VSPAERO does not care about the mass or inertias.  It only calculates the aerodynamic derivatives, it is up to you to turn those into a meaningful dynamic analysis of the aircraft -- which will require the mass and inertias.

VSPAERO only uses the CG information as the reference point for the moments.  You could also just use (0,0,0) and as long as your tools are set up to use that as the reference point for moments, everything will work out fine.

If you want to use OpenVSP to estimate the mass properties for your dynamic analysis, you can do that -- but VSPAERO doesn't care.

OpenVSP's mass properties calculation is a bottoms-up approach.  It simply does the math on the provided information.

In conceptual design, we usually take a more top-down approach.  I.e. we use historical regressions for mass and inertia of aircraft or components.  This means that the mass estimate of a wing (for example) includes everything -- lightening holes, fasteners, sealant, hydraulic/pneumatic/electric/fuel lines and systems, control surfaces, access panels, actuators, paint, etc.

[SET EXERCISE 1] According to the VSPAERO text, what does VSPAERO use the CG information for?
The text and the records have nothing to do with each other.

[GIVEN ENTRIES]
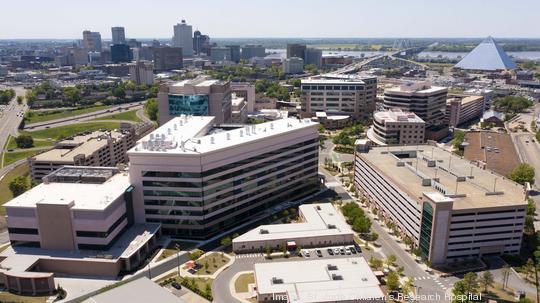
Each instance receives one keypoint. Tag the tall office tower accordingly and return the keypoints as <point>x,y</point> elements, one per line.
<point>92,41</point>
<point>220,53</point>
<point>198,97</point>
<point>198,180</point>
<point>313,56</point>
<point>118,35</point>
<point>252,51</point>
<point>167,58</point>
<point>296,50</point>
<point>235,52</point>
<point>199,41</point>
<point>426,101</point>
<point>121,53</point>
<point>339,95</point>
<point>141,72</point>
<point>183,37</point>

[SET EXERCISE 2] Copy the records word for word, leaving out the pictures.

[WRITTEN ANSWER 1] It uses the CG information only as the reference point for the moments.

[WRITTEN ANSWER 2]
Each instance receives one keypoint. Tag the tall office tower accordingly and return the keypoints as <point>x,y</point> elements, one per line.
<point>92,41</point>
<point>220,53</point>
<point>198,97</point>
<point>198,180</point>
<point>313,56</point>
<point>118,35</point>
<point>252,51</point>
<point>167,58</point>
<point>296,50</point>
<point>235,52</point>
<point>199,41</point>
<point>426,101</point>
<point>121,53</point>
<point>339,95</point>
<point>141,72</point>
<point>183,37</point>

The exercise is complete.